EXERCISE AIM: Retype the text lines of the records below exactly as they appear, omitting the pictures.

DATA LINES:
■ ■ ■ ■

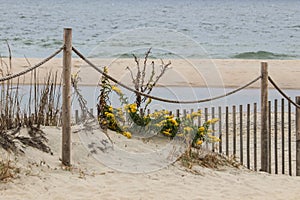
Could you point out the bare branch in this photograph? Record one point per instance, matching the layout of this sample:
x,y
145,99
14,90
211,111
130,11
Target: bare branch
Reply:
x,y
131,74
144,69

■ ■ ■ ■

FULL SOLUTION:
Could you point out the bare branch in this photograph? Record one point per instance, matching the layout of this sample:
x,y
145,99
14,90
211,111
130,11
Target: bare branch
Reply:
x,y
131,74
144,69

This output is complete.